──────── Dokumenttext

Von Christina Wittich

Jens Friebel stinkt es ganz gewaltig. Zuerst Fadenalgen, dann Blaualgen – der Mann möchte einfach nur gondeln. In diesem Sommer aber kam er nicht vom Fleck. Die Saison fiel ins Wasser. „Ha ha“, sagt Friebel. „Sehr witzig.“ Wenn er sich und seine Gondel jetzt am Ufer des Dippelsdorfer Teiches abstößt, steigen die Faulgase verrottender Algen empor wie ein gigantischer Teich-Furz. Auch nicht schön.

────────────────
──────── Inhalt der Daten

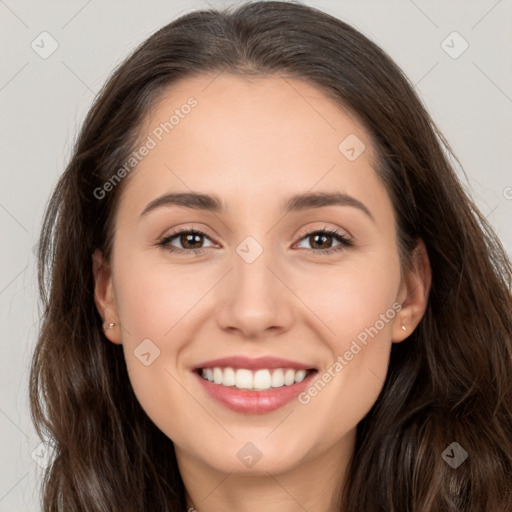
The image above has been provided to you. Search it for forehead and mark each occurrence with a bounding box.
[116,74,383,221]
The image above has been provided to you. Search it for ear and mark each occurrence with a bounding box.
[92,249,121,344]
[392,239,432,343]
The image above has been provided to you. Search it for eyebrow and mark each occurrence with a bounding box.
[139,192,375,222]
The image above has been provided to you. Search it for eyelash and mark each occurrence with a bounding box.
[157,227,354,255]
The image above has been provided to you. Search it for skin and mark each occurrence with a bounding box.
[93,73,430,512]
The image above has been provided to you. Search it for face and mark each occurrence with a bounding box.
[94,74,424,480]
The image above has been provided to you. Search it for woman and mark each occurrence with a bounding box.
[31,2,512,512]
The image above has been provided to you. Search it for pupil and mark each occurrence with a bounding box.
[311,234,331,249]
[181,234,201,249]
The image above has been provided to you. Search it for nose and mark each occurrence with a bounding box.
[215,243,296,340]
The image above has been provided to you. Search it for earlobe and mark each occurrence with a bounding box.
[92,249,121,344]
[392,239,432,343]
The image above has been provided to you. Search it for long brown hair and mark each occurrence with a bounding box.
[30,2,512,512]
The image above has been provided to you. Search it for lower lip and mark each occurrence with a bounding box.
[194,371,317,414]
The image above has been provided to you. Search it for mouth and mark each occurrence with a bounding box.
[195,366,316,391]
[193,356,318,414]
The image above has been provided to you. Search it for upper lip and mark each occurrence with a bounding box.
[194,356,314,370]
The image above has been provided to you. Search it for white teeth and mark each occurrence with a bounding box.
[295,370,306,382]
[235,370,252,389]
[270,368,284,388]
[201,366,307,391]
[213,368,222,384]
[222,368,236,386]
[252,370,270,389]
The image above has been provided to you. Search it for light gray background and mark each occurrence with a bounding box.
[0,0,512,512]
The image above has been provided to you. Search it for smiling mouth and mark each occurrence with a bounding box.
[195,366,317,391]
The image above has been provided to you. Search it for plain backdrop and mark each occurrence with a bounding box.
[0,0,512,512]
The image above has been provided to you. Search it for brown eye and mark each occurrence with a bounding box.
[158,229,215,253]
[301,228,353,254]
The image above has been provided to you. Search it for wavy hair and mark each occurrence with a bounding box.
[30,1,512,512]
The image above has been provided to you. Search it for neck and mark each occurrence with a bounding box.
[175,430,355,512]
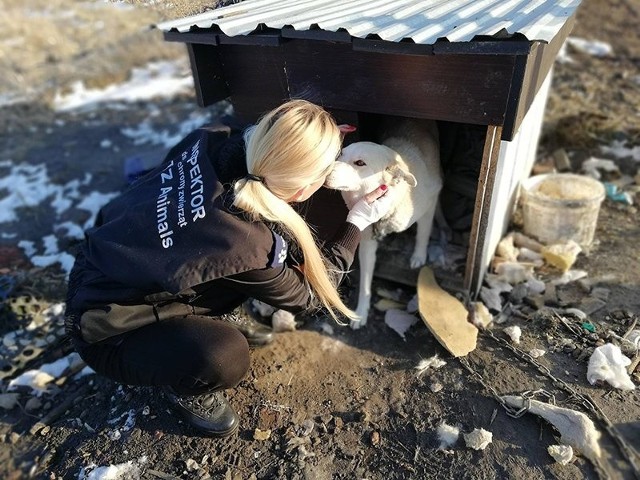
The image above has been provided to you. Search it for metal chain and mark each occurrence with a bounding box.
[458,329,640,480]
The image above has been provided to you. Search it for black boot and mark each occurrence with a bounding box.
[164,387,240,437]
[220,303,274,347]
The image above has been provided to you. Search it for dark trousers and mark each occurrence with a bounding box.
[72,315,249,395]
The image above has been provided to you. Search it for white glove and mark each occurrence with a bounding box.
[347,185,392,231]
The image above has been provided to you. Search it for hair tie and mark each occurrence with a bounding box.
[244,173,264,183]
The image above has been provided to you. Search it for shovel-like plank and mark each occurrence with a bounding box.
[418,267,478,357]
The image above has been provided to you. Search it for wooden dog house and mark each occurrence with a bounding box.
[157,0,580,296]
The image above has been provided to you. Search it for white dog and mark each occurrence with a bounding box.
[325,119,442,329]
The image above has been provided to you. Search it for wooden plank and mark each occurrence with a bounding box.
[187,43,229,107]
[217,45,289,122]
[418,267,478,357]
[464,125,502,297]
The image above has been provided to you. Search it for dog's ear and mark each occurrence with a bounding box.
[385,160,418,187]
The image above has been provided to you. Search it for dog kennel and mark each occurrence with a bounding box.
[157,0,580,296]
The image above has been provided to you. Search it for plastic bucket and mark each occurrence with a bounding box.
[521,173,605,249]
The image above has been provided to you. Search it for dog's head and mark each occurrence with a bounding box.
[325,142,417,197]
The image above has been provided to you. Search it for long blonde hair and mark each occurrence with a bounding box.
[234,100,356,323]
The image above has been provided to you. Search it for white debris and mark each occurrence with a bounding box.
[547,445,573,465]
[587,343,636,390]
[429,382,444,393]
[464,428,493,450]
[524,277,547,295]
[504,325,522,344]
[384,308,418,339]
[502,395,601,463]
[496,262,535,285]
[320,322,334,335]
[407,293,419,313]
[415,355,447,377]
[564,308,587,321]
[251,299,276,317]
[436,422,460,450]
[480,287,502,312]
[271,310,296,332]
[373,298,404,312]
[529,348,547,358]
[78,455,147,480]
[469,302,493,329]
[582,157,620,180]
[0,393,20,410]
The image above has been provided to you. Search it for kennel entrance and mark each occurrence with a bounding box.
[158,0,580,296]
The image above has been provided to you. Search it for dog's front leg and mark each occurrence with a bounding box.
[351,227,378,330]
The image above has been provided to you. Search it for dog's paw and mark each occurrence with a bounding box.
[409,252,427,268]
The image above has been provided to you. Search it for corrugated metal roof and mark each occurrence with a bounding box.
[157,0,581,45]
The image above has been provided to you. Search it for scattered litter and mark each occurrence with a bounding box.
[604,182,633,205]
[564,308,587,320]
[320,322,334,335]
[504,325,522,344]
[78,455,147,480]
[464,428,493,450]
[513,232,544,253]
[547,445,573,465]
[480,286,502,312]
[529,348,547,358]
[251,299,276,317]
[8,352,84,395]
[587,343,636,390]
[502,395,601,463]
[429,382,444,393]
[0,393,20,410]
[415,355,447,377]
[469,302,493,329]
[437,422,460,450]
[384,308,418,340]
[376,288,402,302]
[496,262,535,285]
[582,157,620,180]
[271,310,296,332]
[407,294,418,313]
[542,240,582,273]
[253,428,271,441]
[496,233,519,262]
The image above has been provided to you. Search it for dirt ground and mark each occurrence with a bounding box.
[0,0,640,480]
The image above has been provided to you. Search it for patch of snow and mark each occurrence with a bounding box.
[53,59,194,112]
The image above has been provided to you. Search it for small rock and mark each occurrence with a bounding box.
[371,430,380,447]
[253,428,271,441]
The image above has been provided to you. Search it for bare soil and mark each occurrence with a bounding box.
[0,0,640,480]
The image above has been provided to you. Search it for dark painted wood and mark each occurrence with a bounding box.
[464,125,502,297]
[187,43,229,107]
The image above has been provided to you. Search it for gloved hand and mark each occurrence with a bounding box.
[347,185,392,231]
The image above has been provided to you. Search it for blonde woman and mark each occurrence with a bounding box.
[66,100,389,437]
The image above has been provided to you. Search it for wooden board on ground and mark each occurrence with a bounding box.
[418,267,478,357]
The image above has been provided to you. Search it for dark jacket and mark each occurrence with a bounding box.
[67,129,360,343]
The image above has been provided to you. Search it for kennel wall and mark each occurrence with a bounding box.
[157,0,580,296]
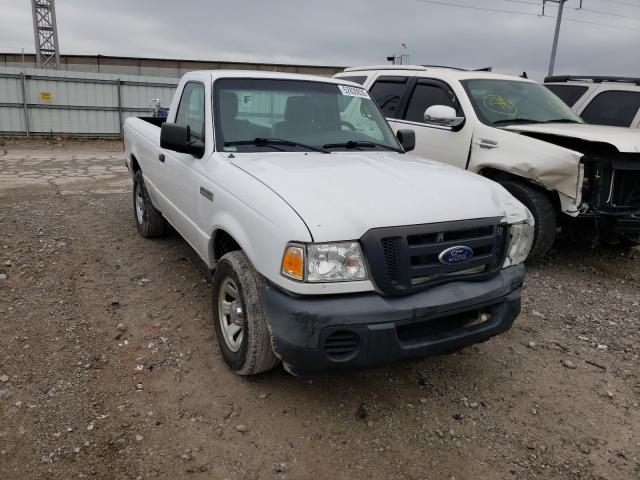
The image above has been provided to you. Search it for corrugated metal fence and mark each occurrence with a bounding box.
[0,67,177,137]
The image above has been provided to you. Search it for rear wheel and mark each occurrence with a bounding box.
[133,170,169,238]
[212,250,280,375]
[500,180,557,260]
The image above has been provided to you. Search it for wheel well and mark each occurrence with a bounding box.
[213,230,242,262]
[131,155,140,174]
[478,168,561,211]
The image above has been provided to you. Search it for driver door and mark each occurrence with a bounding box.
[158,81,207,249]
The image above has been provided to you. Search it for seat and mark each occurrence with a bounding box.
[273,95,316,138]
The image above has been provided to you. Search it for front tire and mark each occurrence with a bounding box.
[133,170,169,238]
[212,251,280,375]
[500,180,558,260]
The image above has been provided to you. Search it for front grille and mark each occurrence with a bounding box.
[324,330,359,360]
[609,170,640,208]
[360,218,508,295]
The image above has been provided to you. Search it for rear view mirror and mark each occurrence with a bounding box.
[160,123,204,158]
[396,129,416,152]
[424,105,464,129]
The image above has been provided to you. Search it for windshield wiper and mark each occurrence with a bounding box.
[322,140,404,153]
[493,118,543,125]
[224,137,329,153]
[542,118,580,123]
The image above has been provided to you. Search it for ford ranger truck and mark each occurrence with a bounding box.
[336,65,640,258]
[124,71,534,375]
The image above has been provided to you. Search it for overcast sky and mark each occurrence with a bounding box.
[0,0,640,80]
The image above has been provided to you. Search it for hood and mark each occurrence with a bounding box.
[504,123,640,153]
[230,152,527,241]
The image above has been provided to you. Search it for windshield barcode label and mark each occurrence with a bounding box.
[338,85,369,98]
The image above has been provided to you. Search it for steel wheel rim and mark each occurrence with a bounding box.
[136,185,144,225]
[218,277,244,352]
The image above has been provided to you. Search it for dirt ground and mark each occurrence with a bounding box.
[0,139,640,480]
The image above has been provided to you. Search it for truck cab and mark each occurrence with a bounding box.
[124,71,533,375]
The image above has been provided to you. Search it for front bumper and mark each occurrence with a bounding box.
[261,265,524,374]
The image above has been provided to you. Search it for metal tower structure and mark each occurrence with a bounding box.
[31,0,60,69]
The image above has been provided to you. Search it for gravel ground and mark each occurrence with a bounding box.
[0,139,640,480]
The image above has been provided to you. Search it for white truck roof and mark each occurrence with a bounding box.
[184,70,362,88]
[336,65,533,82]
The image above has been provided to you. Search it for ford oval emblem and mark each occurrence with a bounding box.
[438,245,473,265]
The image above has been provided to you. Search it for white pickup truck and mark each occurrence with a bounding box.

────────────────

:: Bitte bearbeiten ::
1/ Gib den Dokumenttext von „Von Christina Wittich“ bis „Auch nicht schön.“ einschließlich wieder und ersetze darin „Blaualgen“ durch „Kieselalgen“.
2/ Was steigt laut Dokumenttext empor, wenn Friebel sich und seine Gondel am Ufer abstößt?
3/ Fasse den Absatz im Dokumenttext, der mit „Jens Friebel stinkt es“ beginnt, kürzer als Liste zusammen.

:: Lösungen je Aufgabe ::
1/
Von Christina Wittich

Jens Friebel stinkt es ganz gewaltig. Zuerst Fadenalgen, dann Kieselalgen – der Mann möchte einfach nur gondeln. In diesem Sommer aber kam er nicht vom Fleck. Die Saison fiel ins Wasser. „Ha ha“, sagt Friebel. „Sehr witzig.“ Wenn er sich und seine Gondel jetzt am Ufer des Dippelsdorfer Teiches abstößt, steigen die Faulgase verrottender Algen empor wie ein gigantischer Teich-Furz. Auch nicht schön.

2/ Die Faulgase verrottender Algen.

3/
- Jens Friebel hat erst Fadenalgen, dann Blaualgen erlebt.
- Er möchte nur gondeln, kam in diesem Sommer aber nicht vom Fleck; die Saison fiel ins Wasser.
- Stößt er sich und seine Gondel am Ufer des Dippelsdorfer Teiches ab, steigen Faulgase verrottender Algen auf.